» **Task details**:
Which lines of the material below contain the word "front"? Report each of them in full, word for word.

[start of Information provided]

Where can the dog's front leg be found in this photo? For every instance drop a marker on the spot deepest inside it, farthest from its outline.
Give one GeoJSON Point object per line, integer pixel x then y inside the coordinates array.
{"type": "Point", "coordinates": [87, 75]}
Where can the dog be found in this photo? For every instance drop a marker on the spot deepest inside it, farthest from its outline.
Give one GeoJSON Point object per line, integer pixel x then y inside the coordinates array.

[end of Information provided]
[start of Information provided]

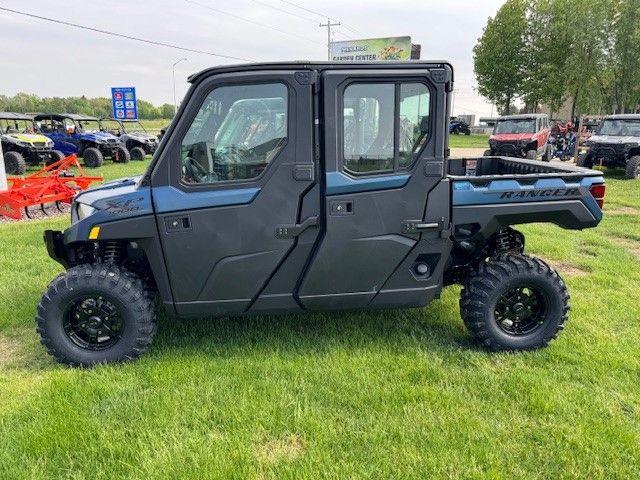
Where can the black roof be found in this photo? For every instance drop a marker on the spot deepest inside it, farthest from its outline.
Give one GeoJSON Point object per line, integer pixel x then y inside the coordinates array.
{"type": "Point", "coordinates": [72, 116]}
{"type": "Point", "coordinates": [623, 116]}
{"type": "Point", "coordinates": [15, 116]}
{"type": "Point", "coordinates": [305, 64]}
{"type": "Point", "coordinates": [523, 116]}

[end of Information provided]
[start of Information provided]

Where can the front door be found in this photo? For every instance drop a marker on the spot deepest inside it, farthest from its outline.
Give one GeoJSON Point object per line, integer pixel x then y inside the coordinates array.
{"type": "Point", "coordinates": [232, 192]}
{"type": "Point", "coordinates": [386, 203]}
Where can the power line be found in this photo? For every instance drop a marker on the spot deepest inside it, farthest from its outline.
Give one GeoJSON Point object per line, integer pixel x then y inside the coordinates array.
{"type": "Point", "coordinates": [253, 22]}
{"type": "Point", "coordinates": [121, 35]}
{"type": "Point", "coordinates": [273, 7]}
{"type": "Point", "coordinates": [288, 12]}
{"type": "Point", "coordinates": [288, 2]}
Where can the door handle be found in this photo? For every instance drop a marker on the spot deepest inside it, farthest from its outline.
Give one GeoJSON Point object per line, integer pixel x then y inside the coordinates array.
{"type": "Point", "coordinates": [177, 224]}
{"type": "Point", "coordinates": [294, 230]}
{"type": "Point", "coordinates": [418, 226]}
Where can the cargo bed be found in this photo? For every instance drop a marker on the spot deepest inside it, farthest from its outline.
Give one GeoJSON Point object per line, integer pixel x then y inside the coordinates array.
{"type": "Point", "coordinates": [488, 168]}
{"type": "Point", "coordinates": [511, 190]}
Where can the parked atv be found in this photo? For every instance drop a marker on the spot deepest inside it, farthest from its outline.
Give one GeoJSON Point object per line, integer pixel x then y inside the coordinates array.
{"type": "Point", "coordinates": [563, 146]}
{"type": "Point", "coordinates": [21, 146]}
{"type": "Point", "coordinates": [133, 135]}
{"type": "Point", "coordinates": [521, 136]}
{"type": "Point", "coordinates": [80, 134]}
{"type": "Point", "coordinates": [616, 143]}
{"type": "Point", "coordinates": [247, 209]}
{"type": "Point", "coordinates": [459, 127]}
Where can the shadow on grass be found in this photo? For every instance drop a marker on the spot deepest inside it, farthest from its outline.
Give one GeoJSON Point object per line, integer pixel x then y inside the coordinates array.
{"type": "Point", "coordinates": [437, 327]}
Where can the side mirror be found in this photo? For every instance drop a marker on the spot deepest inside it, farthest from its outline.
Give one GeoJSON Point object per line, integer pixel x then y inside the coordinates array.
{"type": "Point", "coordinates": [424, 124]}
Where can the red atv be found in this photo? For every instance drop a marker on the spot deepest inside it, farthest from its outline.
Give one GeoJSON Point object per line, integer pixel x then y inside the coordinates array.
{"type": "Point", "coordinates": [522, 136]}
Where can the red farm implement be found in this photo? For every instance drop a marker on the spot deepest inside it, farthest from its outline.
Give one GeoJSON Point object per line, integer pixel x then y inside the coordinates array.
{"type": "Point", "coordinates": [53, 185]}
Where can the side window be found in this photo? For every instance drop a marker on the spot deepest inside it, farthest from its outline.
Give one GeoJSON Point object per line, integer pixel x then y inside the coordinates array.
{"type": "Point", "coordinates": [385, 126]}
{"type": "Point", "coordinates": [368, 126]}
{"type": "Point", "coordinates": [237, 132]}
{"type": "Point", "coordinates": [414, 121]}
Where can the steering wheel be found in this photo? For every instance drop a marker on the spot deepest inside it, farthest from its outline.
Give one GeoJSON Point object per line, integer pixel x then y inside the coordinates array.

[end of Information provided]

» **Reply**:
Where can the dog's front leg be found in this photo? For every instance drop a marker on the spot deepest inside it, farthest from its outline.
Where can the front door be found in this photo? For every instance drop a marker on the spot deepest inside it, farthest from its outline.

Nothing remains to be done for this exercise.